**Items listed in a dataset**
*****

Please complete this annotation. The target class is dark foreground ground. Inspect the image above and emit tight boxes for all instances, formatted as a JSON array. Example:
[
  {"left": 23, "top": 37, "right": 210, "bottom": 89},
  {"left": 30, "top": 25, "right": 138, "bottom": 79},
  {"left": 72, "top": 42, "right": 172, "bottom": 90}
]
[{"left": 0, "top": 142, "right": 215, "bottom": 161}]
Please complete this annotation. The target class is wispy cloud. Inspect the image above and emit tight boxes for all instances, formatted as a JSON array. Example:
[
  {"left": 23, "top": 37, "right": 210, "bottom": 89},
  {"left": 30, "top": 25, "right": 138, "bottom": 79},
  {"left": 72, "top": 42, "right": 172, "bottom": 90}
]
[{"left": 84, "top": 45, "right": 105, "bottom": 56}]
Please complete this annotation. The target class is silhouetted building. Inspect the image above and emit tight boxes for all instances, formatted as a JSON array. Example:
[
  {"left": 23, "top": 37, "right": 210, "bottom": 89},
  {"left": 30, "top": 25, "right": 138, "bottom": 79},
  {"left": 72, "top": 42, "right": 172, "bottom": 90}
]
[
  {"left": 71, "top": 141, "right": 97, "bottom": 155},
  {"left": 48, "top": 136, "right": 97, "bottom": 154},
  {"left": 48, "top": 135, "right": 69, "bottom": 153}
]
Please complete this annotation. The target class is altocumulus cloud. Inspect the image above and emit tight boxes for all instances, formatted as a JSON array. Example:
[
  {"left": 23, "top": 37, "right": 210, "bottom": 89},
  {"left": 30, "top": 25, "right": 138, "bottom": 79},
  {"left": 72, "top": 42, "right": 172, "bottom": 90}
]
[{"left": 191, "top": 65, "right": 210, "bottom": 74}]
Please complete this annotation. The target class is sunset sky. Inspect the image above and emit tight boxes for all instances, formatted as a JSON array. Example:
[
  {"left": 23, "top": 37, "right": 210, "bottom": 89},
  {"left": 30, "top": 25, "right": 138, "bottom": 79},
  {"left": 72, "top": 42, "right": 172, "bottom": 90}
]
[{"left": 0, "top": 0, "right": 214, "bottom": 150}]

*****

**Task details**
Only the lines from the one that contains "Please complete this annotation. The target class is sunset" to the end of the entries above should be given again, exactly and in full.

**Answer box**
Please complete this annotation. The target class is sunset sky. Inspect the image above and emit tight boxes for all instances, formatted as a JSON array. Example:
[
  {"left": 23, "top": 37, "right": 210, "bottom": 89},
  {"left": 30, "top": 25, "right": 138, "bottom": 79},
  {"left": 72, "top": 42, "right": 172, "bottom": 90}
]
[{"left": 0, "top": 0, "right": 214, "bottom": 150}]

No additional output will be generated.